CONSIGNES:
1. Indiquez par oui ou par non si chacune des affirmations suivantes concorde avec l'article sur les assassinats en Turquie, en citant textuellement les mots de l'article qui tranchent la question. (a) L'assassinat d'Ugur Mumcu date de 1993. (b) Les militants du PKK se réfugient dans les montagnes de l'Irak. (c) Un État est toujours directement responsable des assassinats commis par ses citoyens.
2. Rédigez la suite de l'article sur les assassinats en Turquie, en reprenant après sa dernière phrase.

TEXTE FOURNI:
--*--

TEHERAN ET LES ASSASINATS EN TURQUIE
Des assassinats qui portent la signature de Téhéran
Radikal, Istanbul
En ce qui concerne les attentats qui ont coûté la vie à Ugur Mumcu [1993] et
à Ahmet Taner Kislali [1999]*, toutes les pistes mènent vers l'Iran. Il se peut qu'un
Etat ne soit pas directement responsable des assassinats commis par ses citoyens ou par
ses groupes politiques contre les citoyens d'un autre Etat. Des individus en Turquie, par
exemple, peuvent aller se battre en Tchétchénie, sans qu'on le sache, jusqu'à ce qu'ils
se fassent arrêter ou tuer là-bas. On peut aussi comprendre, même si on ne peut pas
l'accepter, que les militants du Parti des travailleurs du Kurdistan (PKK), fuyant les
opérations de l'armée turque en Irak, se réfugient dans les montagnes de l'Iran. Il se
peut aussi que des agents d'un pays tuent les opposants à leur régime dans un autre
pays.

--*--

ENTRÉES:

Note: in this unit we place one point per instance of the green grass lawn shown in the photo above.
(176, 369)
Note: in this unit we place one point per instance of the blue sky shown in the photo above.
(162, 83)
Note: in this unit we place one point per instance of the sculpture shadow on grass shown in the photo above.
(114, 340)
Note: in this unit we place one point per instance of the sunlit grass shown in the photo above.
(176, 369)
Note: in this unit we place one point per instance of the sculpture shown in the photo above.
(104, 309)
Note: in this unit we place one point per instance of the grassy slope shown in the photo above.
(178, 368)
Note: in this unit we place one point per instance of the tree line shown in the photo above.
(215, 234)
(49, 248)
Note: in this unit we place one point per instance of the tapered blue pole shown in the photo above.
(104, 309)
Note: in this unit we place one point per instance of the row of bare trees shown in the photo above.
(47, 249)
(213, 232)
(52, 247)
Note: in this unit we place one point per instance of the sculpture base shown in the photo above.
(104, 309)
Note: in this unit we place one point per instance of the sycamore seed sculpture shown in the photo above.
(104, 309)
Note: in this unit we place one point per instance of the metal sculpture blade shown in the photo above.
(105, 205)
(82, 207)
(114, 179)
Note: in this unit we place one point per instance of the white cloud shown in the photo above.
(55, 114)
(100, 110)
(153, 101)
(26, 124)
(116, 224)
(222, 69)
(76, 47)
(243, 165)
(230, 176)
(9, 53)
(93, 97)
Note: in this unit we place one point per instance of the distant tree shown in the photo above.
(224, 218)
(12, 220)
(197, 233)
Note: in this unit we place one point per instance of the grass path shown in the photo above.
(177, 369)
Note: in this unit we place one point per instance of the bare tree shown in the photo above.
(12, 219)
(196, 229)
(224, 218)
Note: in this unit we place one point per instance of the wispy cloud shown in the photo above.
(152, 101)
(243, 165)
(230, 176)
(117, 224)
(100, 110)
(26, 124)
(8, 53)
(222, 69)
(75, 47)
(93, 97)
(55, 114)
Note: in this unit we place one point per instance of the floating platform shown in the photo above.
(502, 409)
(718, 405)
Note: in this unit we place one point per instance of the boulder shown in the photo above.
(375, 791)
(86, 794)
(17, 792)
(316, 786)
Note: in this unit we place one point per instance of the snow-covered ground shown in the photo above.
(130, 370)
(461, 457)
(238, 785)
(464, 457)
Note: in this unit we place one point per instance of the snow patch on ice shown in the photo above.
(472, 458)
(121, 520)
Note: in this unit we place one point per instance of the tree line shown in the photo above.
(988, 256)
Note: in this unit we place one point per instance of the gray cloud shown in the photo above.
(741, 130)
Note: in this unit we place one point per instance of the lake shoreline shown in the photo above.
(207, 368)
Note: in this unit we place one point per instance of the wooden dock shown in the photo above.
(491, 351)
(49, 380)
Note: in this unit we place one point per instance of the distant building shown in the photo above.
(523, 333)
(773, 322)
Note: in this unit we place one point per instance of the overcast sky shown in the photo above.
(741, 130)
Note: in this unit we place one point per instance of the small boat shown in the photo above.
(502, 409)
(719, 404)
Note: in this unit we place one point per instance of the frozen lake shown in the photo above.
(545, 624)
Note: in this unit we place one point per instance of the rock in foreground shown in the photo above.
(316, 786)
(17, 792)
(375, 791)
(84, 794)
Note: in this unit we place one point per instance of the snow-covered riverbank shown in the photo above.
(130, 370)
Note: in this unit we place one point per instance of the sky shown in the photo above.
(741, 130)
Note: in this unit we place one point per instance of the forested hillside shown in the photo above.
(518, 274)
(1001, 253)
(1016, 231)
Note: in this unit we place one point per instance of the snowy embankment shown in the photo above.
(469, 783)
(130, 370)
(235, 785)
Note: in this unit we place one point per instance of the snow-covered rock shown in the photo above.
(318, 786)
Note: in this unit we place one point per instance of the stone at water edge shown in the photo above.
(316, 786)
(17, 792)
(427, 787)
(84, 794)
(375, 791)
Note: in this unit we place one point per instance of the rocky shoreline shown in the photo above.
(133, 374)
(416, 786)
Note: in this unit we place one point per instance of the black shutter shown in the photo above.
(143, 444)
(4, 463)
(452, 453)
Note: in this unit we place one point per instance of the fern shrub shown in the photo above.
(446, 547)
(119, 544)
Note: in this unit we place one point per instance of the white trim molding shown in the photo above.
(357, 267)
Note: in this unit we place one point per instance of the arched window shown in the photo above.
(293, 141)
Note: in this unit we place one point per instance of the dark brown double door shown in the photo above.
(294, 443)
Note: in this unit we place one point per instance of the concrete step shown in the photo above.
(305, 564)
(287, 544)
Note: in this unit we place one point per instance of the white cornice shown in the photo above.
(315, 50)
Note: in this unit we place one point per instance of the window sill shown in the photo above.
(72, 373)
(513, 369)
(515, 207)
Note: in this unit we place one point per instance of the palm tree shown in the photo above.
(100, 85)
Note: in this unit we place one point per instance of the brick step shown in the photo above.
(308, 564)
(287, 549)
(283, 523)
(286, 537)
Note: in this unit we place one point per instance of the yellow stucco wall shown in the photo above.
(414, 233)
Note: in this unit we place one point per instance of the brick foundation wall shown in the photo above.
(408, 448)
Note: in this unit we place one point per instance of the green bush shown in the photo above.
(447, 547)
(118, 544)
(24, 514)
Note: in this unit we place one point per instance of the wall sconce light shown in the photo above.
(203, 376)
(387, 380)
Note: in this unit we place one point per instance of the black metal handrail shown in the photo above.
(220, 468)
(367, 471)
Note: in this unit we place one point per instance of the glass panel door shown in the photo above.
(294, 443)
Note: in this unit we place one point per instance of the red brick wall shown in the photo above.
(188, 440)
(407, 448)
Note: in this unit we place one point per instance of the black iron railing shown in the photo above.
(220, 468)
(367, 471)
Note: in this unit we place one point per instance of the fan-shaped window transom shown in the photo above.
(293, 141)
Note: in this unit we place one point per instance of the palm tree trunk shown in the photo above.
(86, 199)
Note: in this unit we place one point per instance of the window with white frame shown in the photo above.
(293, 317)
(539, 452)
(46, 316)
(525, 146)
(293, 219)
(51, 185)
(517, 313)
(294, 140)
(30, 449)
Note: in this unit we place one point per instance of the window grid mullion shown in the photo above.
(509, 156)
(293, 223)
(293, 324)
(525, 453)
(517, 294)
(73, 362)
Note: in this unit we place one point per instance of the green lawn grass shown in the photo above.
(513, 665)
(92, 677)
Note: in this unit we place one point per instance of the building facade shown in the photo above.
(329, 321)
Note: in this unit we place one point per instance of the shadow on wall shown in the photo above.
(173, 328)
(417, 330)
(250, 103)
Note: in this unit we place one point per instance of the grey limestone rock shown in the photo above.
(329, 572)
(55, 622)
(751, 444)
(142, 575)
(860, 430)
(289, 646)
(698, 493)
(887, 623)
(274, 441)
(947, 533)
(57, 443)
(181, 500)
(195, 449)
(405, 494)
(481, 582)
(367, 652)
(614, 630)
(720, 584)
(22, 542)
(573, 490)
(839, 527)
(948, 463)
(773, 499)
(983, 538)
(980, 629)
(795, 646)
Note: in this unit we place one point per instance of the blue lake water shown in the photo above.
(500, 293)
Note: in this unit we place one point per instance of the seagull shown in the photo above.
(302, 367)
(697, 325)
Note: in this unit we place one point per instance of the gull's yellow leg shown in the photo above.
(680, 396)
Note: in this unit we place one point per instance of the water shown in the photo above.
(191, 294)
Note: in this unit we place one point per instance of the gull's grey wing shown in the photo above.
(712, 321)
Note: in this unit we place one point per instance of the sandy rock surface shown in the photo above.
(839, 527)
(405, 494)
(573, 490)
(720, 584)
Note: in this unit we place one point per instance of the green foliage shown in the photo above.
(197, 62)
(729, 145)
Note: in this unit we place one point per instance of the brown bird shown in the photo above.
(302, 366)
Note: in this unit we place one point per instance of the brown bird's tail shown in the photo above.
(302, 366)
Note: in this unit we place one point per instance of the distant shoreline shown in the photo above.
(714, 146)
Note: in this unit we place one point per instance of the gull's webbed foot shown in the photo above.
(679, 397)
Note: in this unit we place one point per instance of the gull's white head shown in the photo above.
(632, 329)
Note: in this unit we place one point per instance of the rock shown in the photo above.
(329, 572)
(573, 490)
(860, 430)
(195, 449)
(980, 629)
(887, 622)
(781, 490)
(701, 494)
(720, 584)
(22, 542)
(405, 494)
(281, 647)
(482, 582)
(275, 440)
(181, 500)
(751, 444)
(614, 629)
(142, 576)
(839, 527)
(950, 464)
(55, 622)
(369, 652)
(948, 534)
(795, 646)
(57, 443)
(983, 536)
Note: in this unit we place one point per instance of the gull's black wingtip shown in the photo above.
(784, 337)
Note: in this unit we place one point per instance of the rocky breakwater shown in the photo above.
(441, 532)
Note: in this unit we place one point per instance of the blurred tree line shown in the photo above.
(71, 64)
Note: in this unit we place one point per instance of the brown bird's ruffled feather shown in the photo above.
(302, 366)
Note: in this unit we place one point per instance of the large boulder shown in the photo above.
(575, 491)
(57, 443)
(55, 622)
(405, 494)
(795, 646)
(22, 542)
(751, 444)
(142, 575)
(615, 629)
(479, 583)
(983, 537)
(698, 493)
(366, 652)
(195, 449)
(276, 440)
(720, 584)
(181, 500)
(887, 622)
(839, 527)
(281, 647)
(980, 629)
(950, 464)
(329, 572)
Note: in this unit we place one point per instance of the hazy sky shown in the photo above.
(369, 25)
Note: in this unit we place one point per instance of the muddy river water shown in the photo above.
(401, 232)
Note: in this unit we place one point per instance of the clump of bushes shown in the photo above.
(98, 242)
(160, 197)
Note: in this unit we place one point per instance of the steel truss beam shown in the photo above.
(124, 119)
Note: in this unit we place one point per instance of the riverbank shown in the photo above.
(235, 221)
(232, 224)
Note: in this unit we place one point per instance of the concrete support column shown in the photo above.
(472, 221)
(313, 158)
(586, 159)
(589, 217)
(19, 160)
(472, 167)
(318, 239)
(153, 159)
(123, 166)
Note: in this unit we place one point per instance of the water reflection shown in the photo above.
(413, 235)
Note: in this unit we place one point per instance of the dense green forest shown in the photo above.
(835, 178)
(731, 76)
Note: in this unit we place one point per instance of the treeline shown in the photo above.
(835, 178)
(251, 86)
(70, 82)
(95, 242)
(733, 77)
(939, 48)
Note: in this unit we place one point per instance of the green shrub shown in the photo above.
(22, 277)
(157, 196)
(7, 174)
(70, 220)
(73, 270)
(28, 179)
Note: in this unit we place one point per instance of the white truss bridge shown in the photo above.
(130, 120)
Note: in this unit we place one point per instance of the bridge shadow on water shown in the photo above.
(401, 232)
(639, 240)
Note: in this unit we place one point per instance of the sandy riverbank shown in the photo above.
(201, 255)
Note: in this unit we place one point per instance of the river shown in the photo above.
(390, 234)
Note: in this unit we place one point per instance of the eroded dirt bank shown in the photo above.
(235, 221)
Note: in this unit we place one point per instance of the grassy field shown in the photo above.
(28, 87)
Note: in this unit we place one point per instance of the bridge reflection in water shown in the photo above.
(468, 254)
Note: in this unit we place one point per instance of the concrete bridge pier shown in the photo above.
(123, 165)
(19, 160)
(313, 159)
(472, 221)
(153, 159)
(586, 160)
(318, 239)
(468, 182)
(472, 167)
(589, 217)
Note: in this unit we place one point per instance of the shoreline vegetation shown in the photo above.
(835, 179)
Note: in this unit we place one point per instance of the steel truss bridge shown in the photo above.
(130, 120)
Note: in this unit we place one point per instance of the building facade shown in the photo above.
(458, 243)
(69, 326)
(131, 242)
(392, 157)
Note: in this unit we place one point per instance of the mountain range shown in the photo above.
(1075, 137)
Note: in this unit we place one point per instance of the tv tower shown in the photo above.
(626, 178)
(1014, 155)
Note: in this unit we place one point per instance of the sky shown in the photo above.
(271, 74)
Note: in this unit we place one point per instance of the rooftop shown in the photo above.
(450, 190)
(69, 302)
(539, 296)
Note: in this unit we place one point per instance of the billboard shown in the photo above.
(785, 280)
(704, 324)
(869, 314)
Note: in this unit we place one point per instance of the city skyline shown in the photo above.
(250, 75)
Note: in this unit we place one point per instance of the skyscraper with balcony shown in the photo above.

--*--

RÉPONSES FINALES:
1.
(a) Oui : « Ugur Mumcu [1993] ».
(b) Non : « se réfugient dans les montagnes de l'Iran ».
(c) Non : « Il se peut qu'un Etat ne soit pas directement responsable des assassinats commis par ses citoyens ».

2.
Mais ce qui s'est passé chez nous est encore plus grave. Des agents iraniens ont tué des
Turcs à l'intérieur de la Turquie à cause de leur attachement au système laïque ! Et
ces assassinats n'ont même pas été commis parce que les victimes auraient cherché à
nuire au régime théocratique en vigueur en Iran - ce qui, d'ailleurs, n'aurait nullement
donné à l'Iran le droit de les éliminer. Si l'Iran a formé des groupes terroristes en
Turquie ou s'il les a entraînés, approvisionnés, et s'il a planifié avec eux les
attentats en question, il est clair qu'il a violé le droit international. Il ne suffira
donc pas de juger les agents pour en finir avec ce problème.
Les Turcs sont remplis d'indignation contre l'Iran. Dès que les preuves seront établies
avec certitude, l'opinion publique turque exercera une forte pression sur le gouvernement,
avant même le jugement des tribunaux, pour que celui-ci réagisse contre Téhéran. Les
attentats ont coûté très cher à la Turquie. Mais il est clair que des mesures et des
sanctions qui seraient prises sur le plan de la politique extérieure auraient des
conséquences différentes sur le plan national. Vous ne pouvez envisager une action
contre un autre Etat sans pâtir vous-même des conséquences. D'autant plus qu'il s'agit
d'un régime iranien despotique, issu d'une révolution islamique. Téhéran n'admettra
jamais sa responsabilité.
Il est également possible de s'interroger sur le bien-fondé d'une action contre le
gouvernement iranien pour des assassinats commis avant la récente victoire des
réformateurs. On peut penser que toute action à l'encontre de l'Iran à l'heure actuelle
servirait les conservateurs, en leur donnant la possibilité de créer un ennemi
extérieur capable de catalyser l'opinion publique.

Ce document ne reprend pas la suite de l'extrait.